Objetivo 1
No trecho sobre percepção de preço, qual Alfa de Cronbach o fator de percepção de preço final apresentou?
Objetivo 2
De acordo com o trecho sobre percepção de preço, as afirmações abaixo estão corretas? Responda sim ou não para cada uma e cite as palavras do trecho que decidem a resposta.
(a) Os itens de percepção de preço tinham amplo suporte na literatura.
(b) Os itens de percepção de preço entraram na análise por aparecerem constantemente nas entrevistas em profundidade.
(c) O fator de percepção de preço foi mantido no estudo.
Objetivo 3
Escreva a continuação do trecho sobre percepção de preço a partir da última frase.

Trecho do texto
Os itens relativos à mensuração da percepção de preço não possuíam amplo suporte na literatura e foram inseridos na análise devido à sua aparição constante nas entrevistas em profundidade (Rossiter, 2002). Tendo-se percebido a sua pouca aderência à escala e, conseqüentemente, ao constructo estudado, houve a crença de que a percepção de preço não estava correlacionada à existência do encantamento. A necessidade de mudança da grafia das questões acerca de preço, desde a primeira coleta de dados, e os índices ruins apresentados por essas variáveis, também denotaram a sua pouca correlação para com o constructo. Assim, apesar de o fator de percepção de preço final (variáveis V37 e V39) ter apresentado no presente estudo um Alfa de Cronbach de 0,6996, valor aceitável em estudos exploratórios, e uma correlação item-total de 0,5381, optou-se pela retirada do fator.

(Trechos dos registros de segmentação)
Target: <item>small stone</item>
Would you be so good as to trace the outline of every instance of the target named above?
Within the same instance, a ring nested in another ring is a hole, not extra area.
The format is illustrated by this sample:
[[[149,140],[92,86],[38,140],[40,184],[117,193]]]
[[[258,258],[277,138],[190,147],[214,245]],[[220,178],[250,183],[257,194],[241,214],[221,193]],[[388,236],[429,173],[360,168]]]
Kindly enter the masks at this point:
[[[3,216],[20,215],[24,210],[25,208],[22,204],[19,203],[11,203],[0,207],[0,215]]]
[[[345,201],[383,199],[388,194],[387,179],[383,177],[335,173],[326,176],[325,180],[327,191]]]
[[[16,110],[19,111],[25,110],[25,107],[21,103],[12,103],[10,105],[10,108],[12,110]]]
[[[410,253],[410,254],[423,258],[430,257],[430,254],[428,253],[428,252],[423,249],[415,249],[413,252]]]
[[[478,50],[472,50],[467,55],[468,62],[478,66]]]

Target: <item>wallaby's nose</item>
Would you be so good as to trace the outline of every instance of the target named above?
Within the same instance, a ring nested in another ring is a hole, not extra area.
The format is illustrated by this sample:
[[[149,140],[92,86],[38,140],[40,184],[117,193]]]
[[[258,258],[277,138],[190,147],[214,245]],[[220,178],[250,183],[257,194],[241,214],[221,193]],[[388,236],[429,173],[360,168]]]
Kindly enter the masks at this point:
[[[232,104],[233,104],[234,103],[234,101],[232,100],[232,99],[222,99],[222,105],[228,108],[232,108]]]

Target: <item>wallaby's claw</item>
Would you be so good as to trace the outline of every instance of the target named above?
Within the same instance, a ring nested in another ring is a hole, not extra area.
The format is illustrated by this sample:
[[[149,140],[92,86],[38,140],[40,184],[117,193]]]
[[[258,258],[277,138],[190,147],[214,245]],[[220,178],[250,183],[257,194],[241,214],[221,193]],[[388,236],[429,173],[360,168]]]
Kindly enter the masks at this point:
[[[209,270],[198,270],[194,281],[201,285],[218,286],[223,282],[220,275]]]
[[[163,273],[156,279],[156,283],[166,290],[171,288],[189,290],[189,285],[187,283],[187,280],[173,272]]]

Resposta esperada 1
0,6996

Resposta esperada 2
(a) Não: "não possuíam amplo suporte na literatura".
(b) Sim: "foram inseridos na análise devido à sua aparição constante nas entrevistas em profundidade".
(c) Não: "optou-se pela retirada do fator".

Resposta esperada 3
Com a retirada do fator de percepção de preço, uma nova EFA foi realizada e a estrutura fatorial final apresentou cinco fatores, sendo que as variáveis V31, V32, e V33, pertencentes à dimensão de propensão à recomendação e recompra, separaram-se das variáveis de cognição com as quais estavam agrupadas anteriormente, formando uma estrutura fatorial mais lógica do ponto de vista teórico. Os itens V20 e V18 apresentaram-se sozinhos em um fator que passou a ser chamado de dimensão de personalização. A estrutura fatorial final da escala a ser validada, apresentando para a medida KMO um valor de 0,887, e respondendo por uma variância total explicada de 68,71%, seguida de suas comunalidades, médias e desvios-padrão, é apresentada na Tabela 2.

Quando se analisam as medidas descritivas apresentadas aqui, pode-se perceber a existência de altos desvios-padrão. A compreensão para tais valores veio através da realização de uma ANOVA entre consumidores de produtos e serviços, o que comprovou existirem diferenças estatisticamente significativas nas médias dos grupos para 16 das 23 variáveis analisadas. Nesses casos, os consumidores de serviços sempre tiveram as maiores médias.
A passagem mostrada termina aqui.